__Selected extract__.
This course will focus on both contemporary accounts of the 1831 Southampton County, Virginia slave insurrection and subsequent representations of those events/figures in media such as non-fiction, fiction, drama, and film. Our central goals will be two: (1) to investigate the historical situation of the rebellion, and (2) to analyze the event’s implications for various publics as its memory/retelling resonates in historical imagination through the works of later playwrights, documentarians, novelists, activists, artists, and historians. This is an inquiry course, in which class members will engage with both primary sources (such as newspapers, trial records, tax records, census information, material culture) and secondary materials (historical essays, cultural studies, and literary/artistic treatments).

__Task set__.
(A) Render this sentence from the course description on the 1831 Southampton County insurrection into Spanish: "This course will focus on both contemporary accounts of the 1831 Southampton County, Virginia slave insurrection and subsequent representations of those events/figures in media such as non-fiction, fiction, drama, and film."
(B) Transcribe the course description between "This course will" and "and literary/artistic treatments).", inclusive.
(C) Pick up the course description on the 1831 Southampton County insurrection after its final sentence and keep writing.
The records play no part in any task.

__Listed records__.
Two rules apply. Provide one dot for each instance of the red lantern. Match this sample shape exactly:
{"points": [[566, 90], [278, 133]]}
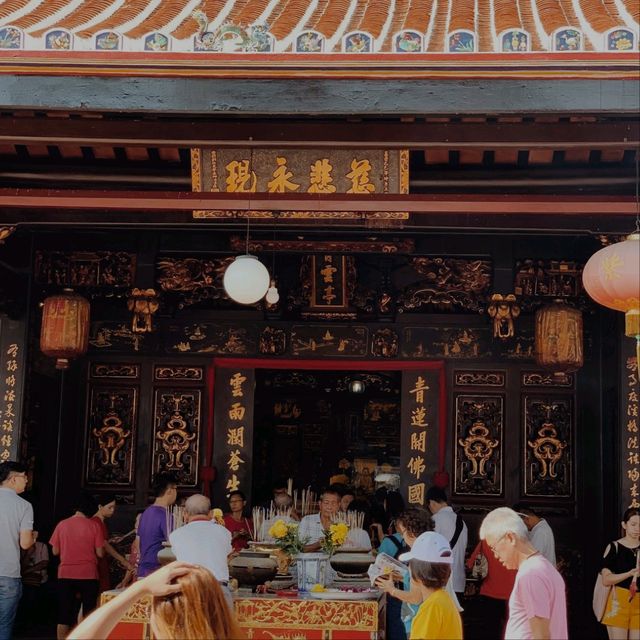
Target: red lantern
{"points": [[559, 338], [612, 278], [65, 327]]}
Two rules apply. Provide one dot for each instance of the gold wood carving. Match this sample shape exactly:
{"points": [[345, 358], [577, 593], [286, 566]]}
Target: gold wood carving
{"points": [[503, 310], [306, 614], [479, 378], [548, 454], [112, 436], [143, 303], [548, 450], [478, 452], [305, 215], [177, 434], [324, 246], [478, 448], [114, 370], [447, 283], [195, 280], [179, 373], [112, 424], [6, 232]]}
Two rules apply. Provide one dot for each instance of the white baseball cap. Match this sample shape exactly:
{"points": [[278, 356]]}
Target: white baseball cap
{"points": [[430, 547]]}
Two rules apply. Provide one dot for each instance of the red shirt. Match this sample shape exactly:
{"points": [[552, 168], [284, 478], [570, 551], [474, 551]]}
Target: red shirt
{"points": [[499, 581], [77, 539], [239, 541]]}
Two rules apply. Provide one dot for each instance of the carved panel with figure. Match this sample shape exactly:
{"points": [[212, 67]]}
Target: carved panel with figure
{"points": [[547, 445], [111, 435], [176, 436], [479, 444]]}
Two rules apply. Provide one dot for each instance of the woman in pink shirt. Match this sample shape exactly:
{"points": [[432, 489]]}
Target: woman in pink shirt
{"points": [[79, 542]]}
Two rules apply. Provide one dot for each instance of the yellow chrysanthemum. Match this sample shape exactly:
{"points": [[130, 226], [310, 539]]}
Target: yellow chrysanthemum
{"points": [[278, 529]]}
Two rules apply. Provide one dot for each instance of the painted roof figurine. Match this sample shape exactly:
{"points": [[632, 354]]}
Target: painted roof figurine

__Exercise results__.
(A) Este curso se centrará tanto en los relatos contemporáneos de la insurrección de esclavos de 1831 en el condado de Southampton, Virginia, como en las representaciones posteriores de esos acontecimientos/personajes en medios como la no ficción, la ficción, el teatro y el cine.

(B)
This course will focus on both contemporary accounts of the 1831 Southampton County, Virginia slave insurrection and subsequent representations of those events/figures in media such as non-fiction, fiction, drama, and film. Our central goals will be two: (1) to investigate the historical situation of the rebellion, and (2) to analyze the event’s implications for various publics as its memory/retelling resonates in historical imagination through the works of later playwrights, documentarians, novelists, activists, artists, and historians. This is an inquiry course, in which class members will engage with both primary sources (such as newspapers, trial records, tax records, census information, material culture) and secondary materials (historical essays, cultural studies, and literary/artistic treatments).

(C)
What Historical Content This Course Will Ask You to Discover:

• The Rebellion • The Geographic Setting • Response to the Rebellion • The Southampton Trials • The Order of Events • Slave Communities • Slave Rebellions in Virginia Communities • Consequences of Insurrection • Modern Accounts of Nat Turner • History, Myth and Memory surrounding Turner’s Uprising

What Academic Processes This Class Will Help You Learn to Do:

• Examine people and their way of life • Understand how ideas about human rights affect us today • Understand our society • See how historical context helps us understand the present • Interpret what you read, see, and hear • Cultivate analytical skills

What Specific Historical Skills the Course Will Invite You to Build:

• Using primary and secondary sources • Applying critical methods to historical issues • Thinking temporally • Making historical inferences • Evaluating historical sources • Engaging conflicts among historical accounts • Practicing across modes of historical writing (such as description, narrative, exposition, and argument)

What Translatable Abilities the Course Will Help You Cultivate:

• Public speaking • Dialogue/discussion • Analysis/interpretation/critical thinking • Writing • Research/evaluation of, and productive engagement with, controversy • Inquiry/posing and refining compelling questions

Student learning goals

Please see course attributes specified under "Class description" (above)

General method of instruction

The course features a combination of instructor presentations, student-facilitated activities, small-group work, and independent inquiry.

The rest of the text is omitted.